*Given instruction*.
Locate every line in the entries below that contains the string "grassy", and copy each of those lines.

*Exercise material*.
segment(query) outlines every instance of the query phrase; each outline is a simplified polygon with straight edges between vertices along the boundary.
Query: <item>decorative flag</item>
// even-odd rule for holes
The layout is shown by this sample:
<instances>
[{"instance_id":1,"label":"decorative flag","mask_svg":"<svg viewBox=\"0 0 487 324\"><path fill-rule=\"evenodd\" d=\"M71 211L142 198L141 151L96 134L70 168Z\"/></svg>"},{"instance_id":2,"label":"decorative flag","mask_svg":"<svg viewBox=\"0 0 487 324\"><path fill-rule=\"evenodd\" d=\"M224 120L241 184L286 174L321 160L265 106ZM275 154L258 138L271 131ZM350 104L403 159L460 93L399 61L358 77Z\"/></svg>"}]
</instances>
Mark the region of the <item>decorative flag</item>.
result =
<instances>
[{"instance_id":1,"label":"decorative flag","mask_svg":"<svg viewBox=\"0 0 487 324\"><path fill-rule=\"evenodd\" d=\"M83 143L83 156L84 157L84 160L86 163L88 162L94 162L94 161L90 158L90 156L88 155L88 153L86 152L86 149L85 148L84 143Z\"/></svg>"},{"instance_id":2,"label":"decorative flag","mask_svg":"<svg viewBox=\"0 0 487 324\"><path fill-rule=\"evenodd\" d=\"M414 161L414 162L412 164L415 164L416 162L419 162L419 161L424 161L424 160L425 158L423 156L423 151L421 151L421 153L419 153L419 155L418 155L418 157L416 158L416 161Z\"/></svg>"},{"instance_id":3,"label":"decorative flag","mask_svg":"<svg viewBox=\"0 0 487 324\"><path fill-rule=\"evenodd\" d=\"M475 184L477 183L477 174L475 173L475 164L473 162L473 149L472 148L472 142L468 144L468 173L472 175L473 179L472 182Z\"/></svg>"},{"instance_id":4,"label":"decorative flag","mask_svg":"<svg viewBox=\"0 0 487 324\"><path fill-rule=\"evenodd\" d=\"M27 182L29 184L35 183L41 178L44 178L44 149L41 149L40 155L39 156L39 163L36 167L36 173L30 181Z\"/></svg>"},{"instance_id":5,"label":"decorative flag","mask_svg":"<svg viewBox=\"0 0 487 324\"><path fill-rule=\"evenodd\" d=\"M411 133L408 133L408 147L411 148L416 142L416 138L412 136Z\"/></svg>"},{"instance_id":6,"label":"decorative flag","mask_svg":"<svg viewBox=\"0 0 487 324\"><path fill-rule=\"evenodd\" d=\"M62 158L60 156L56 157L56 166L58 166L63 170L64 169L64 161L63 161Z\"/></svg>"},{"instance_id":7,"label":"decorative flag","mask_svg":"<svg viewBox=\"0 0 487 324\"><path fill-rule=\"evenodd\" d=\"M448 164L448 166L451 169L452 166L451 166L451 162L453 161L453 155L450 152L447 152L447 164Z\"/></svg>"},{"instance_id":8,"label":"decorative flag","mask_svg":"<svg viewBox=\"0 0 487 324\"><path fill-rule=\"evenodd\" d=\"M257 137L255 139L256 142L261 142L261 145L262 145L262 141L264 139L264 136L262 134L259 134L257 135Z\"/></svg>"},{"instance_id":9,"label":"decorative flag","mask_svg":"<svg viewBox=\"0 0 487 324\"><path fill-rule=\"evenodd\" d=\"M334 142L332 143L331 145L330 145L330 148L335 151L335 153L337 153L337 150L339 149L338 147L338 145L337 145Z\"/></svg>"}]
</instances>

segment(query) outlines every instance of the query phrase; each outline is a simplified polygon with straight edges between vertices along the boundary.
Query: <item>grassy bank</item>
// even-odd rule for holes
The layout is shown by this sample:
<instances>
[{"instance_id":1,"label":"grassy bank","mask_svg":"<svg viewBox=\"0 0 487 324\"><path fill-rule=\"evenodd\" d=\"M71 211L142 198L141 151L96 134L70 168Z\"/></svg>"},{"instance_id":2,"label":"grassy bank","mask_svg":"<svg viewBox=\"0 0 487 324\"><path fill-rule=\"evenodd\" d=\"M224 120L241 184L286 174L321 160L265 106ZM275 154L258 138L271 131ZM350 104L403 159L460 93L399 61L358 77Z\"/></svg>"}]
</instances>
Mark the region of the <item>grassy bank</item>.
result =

*Task solution*.
Query: <item>grassy bank</item>
[{"instance_id":1,"label":"grassy bank","mask_svg":"<svg viewBox=\"0 0 487 324\"><path fill-rule=\"evenodd\" d=\"M71 211L142 198L141 151L96 134L70 168Z\"/></svg>"},{"instance_id":2,"label":"grassy bank","mask_svg":"<svg viewBox=\"0 0 487 324\"><path fill-rule=\"evenodd\" d=\"M224 120L241 184L286 174L321 160L265 106ZM275 154L258 138L271 131ZM350 104L403 159L460 93L399 61L358 77Z\"/></svg>"}]
Mark the region of the <item>grassy bank</item>.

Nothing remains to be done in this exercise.